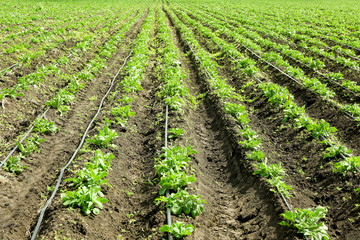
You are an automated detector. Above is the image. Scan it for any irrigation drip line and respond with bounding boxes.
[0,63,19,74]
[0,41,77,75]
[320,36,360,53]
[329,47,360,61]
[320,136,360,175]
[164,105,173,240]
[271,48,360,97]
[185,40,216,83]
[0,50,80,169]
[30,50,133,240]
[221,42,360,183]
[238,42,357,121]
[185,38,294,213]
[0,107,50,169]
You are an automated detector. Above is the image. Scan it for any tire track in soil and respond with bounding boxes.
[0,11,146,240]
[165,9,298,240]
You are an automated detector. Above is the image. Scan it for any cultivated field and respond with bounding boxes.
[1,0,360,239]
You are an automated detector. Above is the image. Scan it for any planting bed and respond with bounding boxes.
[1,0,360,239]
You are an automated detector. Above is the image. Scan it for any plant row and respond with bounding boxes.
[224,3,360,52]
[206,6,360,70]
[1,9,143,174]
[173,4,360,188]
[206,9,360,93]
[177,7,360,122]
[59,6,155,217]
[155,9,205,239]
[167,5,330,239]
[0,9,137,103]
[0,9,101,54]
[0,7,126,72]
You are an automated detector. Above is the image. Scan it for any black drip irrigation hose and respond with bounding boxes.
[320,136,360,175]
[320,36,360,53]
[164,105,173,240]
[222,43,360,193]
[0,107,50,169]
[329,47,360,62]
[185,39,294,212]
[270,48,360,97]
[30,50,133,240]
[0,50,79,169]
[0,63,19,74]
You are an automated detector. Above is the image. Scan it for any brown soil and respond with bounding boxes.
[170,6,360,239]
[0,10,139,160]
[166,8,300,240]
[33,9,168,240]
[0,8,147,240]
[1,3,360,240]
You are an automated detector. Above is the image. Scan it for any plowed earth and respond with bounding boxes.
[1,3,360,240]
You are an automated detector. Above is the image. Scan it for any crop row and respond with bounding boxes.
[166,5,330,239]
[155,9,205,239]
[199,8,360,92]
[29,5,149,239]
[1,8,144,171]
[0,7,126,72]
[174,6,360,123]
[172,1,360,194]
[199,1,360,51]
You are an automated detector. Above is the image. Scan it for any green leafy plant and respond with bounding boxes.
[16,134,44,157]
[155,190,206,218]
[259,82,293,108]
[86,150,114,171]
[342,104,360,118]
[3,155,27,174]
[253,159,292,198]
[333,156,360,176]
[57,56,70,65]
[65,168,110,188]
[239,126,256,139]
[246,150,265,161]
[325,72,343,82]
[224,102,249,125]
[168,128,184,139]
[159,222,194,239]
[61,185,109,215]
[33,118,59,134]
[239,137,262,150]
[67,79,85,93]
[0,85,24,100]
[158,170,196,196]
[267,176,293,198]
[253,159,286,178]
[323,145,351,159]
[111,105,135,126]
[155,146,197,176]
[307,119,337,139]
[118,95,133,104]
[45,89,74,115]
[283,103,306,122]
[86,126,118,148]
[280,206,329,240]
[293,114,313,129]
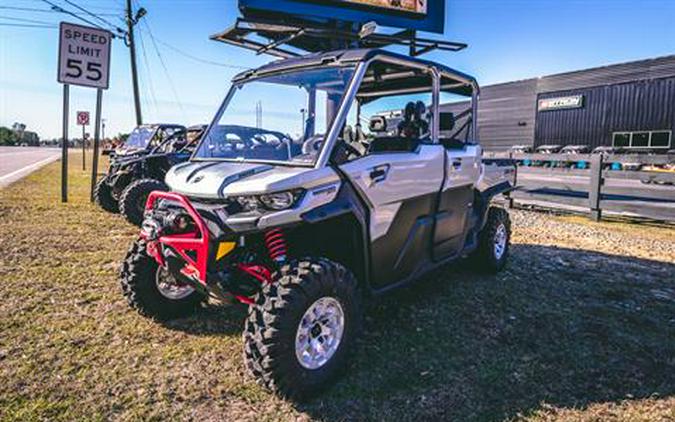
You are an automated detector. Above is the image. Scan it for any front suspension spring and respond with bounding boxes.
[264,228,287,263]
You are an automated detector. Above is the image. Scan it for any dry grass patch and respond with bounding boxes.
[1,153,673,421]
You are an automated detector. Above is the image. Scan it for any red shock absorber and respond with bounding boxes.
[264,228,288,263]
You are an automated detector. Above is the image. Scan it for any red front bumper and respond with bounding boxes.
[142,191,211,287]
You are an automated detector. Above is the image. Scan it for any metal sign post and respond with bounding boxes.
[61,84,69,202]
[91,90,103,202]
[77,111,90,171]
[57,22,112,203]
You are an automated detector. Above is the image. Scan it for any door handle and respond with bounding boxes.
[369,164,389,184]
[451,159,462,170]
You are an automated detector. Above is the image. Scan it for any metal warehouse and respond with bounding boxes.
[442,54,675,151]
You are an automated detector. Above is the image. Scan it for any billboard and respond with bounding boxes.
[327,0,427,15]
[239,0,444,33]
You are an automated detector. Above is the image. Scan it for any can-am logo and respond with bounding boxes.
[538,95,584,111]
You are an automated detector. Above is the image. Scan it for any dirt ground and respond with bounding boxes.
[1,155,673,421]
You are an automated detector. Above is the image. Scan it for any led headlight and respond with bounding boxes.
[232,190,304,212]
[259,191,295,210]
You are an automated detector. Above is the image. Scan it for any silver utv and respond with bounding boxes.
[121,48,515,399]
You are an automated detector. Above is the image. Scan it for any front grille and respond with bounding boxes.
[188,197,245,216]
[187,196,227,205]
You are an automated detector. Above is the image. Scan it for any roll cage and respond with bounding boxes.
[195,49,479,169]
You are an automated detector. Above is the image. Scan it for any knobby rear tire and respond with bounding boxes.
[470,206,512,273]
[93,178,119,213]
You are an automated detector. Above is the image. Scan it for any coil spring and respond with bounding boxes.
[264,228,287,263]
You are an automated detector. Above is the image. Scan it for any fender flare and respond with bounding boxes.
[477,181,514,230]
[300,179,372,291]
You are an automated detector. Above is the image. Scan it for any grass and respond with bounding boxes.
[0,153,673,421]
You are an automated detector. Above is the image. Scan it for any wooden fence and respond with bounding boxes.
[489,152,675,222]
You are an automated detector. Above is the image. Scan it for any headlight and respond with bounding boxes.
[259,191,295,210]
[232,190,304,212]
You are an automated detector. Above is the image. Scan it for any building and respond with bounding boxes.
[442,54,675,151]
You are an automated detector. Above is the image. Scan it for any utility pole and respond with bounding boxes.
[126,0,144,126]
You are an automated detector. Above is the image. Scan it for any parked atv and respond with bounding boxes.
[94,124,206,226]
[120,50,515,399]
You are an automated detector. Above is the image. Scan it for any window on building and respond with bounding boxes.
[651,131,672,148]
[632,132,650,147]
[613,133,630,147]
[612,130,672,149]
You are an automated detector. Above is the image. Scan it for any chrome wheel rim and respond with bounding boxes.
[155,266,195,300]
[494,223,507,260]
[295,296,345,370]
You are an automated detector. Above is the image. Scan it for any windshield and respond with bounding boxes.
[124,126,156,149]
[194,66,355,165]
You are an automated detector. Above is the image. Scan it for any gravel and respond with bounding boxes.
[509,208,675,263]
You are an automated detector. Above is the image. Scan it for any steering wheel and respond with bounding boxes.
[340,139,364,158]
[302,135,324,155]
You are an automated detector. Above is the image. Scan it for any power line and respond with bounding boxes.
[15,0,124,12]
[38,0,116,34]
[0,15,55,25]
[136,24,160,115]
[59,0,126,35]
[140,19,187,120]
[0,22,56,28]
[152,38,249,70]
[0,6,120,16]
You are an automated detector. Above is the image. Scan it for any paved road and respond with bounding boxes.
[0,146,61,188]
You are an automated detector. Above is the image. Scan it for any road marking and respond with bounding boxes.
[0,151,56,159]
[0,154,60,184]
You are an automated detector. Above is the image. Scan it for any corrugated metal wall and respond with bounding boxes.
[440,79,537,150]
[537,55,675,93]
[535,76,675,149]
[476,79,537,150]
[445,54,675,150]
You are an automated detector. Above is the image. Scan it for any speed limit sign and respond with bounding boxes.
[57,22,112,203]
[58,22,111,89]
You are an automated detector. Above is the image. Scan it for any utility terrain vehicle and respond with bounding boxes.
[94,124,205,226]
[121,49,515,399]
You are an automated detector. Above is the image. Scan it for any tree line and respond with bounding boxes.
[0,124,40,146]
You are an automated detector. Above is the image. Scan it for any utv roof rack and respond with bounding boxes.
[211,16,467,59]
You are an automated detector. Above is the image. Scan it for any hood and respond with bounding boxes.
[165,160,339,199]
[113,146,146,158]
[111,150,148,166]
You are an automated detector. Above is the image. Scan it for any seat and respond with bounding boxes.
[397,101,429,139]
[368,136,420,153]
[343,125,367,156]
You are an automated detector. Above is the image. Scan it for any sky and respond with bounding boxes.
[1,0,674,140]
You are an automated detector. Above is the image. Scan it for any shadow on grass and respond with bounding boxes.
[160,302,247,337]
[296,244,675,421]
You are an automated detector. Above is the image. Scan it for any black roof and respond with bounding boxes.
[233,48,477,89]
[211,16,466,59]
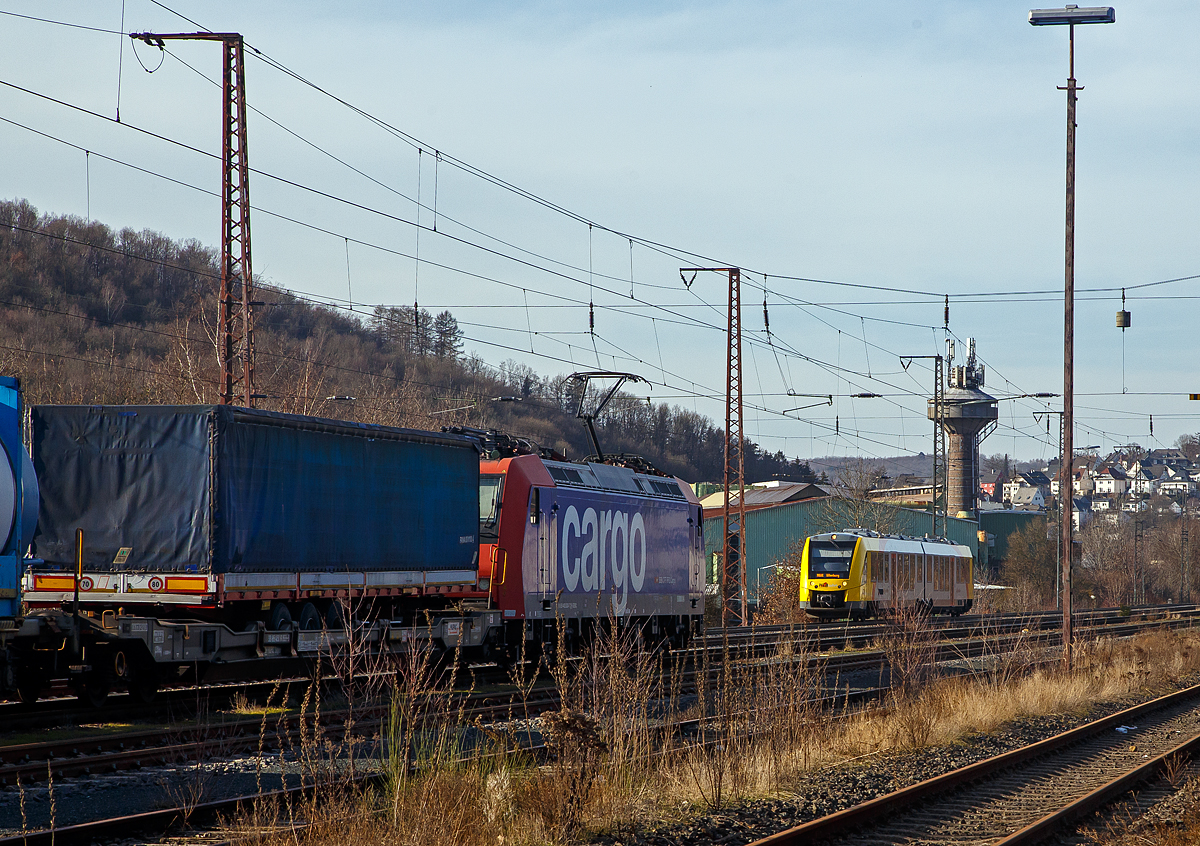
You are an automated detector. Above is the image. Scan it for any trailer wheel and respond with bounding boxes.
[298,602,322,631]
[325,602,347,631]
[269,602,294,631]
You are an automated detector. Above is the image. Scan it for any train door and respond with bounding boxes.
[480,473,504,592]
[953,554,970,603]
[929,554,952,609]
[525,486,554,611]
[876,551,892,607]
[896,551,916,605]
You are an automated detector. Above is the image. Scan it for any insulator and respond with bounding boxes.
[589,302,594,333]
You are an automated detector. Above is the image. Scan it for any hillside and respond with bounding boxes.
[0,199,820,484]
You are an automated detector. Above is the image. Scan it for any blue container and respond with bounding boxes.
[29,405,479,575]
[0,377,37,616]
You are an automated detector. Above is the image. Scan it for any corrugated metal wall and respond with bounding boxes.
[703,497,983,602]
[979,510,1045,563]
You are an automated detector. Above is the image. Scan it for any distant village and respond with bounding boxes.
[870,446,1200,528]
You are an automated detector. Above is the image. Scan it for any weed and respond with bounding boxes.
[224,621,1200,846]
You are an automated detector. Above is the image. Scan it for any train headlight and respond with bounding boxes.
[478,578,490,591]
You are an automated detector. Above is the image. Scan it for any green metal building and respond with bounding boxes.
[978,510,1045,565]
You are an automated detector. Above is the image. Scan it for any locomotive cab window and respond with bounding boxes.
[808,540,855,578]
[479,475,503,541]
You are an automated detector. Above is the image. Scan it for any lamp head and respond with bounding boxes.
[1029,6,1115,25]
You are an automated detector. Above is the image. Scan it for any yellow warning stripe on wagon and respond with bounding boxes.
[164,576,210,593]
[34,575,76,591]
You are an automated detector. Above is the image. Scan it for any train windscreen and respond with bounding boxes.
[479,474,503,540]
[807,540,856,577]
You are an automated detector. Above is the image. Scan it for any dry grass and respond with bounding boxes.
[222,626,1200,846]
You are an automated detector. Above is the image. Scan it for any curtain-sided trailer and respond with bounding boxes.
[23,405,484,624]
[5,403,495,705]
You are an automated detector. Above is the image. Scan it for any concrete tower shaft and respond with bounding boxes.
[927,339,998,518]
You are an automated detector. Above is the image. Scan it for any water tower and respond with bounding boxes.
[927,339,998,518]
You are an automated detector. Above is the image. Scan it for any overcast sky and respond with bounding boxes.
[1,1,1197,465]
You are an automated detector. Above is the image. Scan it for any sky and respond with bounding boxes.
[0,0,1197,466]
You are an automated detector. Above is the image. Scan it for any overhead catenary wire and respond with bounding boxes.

_ _ _ _ _

▶ Problem
Could you copy exactly the lines from the one containing "overcast sky and respond with bounding boxes." through the end of the records above, and nothing more?

▶ Response for this exercise
You are an automated detector. Above is the image. Scan it for any overcast sky and respond with bounding boxes.
[1,1,1197,465]
You are an automated detector. Above is the image. Scan it for any sky and respond with bounding boxes.
[0,0,1197,466]
You are an automated detector. Above is the image. Scan it for any overhead catenary wire and respond with bounding boxes.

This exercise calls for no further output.